Document text:
□ □ □ □ □

These taciturn New Englanders were self-effacing people who would not have wanted attention paid to them. They felt a sense of duty to raise sons and daughters who would make their own contributions to their communities. Their story is part of the larger tale of the spread of the gospel far beyond their own households. They are not particularly remarkable on the world stage, yet their story points beyond themselves to represent the countless others who devoted their lives to being Christ’s witnesses.
In 2010, I spent Thanksgiving weekend with my cousin, Anne Maxwell, in Philadelphia. She showed me letters our great-aunt, Elizabeth Maxwell, saved, letters my grandfather had written home to his family from the mission field. Anne wondered what we should do with the letters. Since our grandfather had been a missionary in what is now Pakistan for forty-two years, I was pretty sure that the thing to do was give the letters to the Presbyterian Historical Society, near my cousin’s home in Philadelphia. I was sure that those family letters would have historical value for people who study life in the mission field during the late nineteenth and early twentieth centuries.
Anne retrieved the letters from a closet; they were in an old cardboard box. It smelled dusty and was packed full of thin letters written on onionskin paper. We tried to read a few of the handwritten letters, but then to our relief, Grandfather somehow got access to a typewriter.
Thus began a journey to discover more about my grandfather’s life story. When I was in college and home for summers, I would get my dad to tell me stories about his childhood in India and about life back in the States after he came back at age twelve. The year my father died, I wrote a set of those stories down for my brother and his children for Christmas.

□ □ □ □ □

Recorded data:
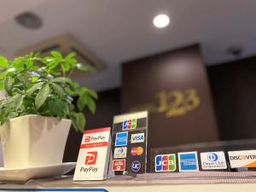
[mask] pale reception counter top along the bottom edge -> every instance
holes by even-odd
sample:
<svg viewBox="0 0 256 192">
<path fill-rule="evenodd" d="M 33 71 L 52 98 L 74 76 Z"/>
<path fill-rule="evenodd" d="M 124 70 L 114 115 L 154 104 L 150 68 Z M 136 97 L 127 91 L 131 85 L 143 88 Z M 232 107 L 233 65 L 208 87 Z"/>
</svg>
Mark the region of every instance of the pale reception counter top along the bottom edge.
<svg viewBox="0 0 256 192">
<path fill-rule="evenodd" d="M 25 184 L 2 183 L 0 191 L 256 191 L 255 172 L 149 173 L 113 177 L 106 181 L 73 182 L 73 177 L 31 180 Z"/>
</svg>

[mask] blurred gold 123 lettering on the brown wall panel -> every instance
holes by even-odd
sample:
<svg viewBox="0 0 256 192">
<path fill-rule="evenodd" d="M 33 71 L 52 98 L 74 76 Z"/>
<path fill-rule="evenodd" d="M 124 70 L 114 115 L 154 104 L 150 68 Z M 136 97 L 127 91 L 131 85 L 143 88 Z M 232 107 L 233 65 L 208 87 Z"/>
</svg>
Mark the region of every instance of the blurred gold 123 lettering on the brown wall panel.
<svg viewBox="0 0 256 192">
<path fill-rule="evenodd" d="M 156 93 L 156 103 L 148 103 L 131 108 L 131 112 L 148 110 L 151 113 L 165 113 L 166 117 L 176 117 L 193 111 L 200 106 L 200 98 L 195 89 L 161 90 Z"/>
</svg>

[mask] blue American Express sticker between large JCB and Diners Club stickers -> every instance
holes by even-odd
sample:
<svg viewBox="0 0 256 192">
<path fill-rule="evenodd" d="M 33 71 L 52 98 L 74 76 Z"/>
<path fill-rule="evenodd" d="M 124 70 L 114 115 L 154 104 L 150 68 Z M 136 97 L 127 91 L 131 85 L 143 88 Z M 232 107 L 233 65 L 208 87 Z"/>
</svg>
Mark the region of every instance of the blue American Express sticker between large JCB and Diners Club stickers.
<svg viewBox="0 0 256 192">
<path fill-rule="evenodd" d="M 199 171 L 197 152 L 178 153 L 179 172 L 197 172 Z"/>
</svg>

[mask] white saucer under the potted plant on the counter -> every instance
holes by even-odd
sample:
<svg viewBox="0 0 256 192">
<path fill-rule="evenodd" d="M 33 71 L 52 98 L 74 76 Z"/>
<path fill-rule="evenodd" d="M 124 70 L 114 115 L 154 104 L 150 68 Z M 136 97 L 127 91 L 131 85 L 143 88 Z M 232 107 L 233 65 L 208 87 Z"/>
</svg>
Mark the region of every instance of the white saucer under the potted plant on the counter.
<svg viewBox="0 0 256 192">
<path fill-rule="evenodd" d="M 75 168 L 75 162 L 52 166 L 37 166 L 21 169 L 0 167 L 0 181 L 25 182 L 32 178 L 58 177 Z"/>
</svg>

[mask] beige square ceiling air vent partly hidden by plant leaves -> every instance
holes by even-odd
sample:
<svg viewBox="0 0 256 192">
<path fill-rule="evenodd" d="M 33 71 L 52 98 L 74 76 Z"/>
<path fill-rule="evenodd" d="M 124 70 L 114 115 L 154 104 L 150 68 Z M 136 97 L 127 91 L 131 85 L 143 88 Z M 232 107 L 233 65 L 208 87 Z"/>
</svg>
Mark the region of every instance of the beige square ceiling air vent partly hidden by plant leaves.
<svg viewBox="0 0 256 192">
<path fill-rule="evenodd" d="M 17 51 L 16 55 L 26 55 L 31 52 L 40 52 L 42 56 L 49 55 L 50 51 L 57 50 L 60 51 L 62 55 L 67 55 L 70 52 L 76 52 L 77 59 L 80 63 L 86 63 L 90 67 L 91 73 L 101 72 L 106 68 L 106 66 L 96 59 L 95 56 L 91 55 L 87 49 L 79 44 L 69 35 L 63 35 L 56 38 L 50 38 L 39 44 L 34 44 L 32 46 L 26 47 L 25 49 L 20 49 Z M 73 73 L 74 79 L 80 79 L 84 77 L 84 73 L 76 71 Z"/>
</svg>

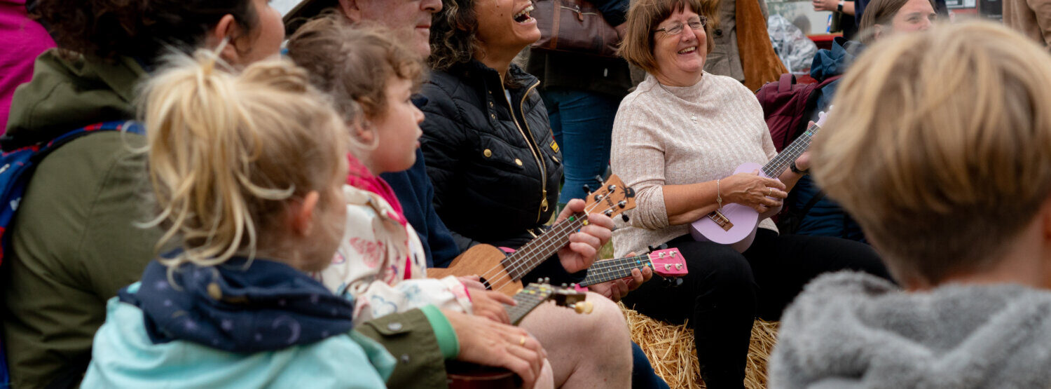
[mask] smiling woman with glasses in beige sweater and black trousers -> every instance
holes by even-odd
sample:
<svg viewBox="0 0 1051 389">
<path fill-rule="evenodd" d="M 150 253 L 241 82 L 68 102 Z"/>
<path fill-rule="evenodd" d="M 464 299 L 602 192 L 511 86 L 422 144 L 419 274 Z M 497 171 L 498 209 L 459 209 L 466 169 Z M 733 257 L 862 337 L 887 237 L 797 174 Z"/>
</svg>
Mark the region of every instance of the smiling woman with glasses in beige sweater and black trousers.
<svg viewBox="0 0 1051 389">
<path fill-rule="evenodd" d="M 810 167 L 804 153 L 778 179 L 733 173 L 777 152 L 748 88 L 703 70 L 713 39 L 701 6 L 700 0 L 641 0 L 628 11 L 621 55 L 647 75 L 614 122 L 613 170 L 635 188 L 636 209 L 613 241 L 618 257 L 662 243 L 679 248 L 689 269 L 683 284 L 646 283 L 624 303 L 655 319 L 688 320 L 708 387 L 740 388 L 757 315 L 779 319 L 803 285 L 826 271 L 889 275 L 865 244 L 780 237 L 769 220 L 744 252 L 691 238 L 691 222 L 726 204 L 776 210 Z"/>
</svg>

□ □ □ □ □

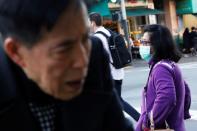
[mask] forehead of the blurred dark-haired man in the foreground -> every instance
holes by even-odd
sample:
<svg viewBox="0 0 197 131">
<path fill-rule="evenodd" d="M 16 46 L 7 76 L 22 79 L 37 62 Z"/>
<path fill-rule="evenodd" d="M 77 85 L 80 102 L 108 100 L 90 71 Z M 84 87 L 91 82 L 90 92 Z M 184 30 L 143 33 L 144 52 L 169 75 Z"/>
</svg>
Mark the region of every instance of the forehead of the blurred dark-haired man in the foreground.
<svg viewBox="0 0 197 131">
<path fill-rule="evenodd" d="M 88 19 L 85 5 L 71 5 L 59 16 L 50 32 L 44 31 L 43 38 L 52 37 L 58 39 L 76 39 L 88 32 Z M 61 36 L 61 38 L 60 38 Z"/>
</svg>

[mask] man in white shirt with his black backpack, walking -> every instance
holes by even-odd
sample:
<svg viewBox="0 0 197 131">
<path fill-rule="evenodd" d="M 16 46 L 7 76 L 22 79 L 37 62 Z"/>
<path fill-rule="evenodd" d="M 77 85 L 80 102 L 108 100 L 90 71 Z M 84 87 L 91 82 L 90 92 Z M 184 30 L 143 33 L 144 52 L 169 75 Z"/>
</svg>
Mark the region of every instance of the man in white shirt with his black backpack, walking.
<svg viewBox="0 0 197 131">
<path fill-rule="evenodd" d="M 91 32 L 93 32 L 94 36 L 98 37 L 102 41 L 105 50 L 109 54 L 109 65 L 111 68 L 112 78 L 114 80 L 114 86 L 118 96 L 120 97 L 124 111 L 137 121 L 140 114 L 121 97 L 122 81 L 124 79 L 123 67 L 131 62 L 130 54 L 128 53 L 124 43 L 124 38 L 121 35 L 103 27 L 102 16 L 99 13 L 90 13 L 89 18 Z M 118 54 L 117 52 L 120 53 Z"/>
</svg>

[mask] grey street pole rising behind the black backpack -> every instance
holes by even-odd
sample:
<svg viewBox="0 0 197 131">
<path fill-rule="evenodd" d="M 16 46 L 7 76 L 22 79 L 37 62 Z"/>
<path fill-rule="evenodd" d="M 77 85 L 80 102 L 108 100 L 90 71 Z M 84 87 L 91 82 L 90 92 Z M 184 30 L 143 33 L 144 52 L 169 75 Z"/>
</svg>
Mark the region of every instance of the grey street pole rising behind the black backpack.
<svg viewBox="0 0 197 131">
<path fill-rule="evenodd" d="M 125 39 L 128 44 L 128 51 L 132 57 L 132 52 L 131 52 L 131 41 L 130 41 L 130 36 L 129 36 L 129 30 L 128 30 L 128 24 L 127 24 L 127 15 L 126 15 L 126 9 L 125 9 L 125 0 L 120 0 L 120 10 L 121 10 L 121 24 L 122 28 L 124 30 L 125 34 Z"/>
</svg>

□ □ □ □ □

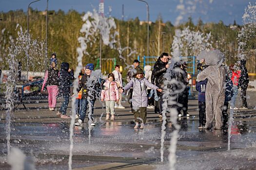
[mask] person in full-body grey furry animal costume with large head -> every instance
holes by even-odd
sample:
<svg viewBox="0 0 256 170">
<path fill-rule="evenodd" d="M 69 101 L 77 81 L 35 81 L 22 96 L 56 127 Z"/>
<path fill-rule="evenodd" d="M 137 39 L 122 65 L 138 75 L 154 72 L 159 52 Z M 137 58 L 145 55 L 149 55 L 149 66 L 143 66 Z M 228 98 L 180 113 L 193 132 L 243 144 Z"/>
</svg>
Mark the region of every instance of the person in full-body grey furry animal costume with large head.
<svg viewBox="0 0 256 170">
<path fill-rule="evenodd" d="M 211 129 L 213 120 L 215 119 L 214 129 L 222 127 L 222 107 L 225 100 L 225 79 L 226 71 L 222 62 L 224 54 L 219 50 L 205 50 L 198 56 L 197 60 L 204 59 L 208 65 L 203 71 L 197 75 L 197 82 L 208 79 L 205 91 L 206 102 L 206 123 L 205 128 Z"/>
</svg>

□ □ □ □ □

Required action: According to the passage about the family letters, for how many years was the grandfather a missionary in what is now Pakistan?

Completed task: Forty-two years.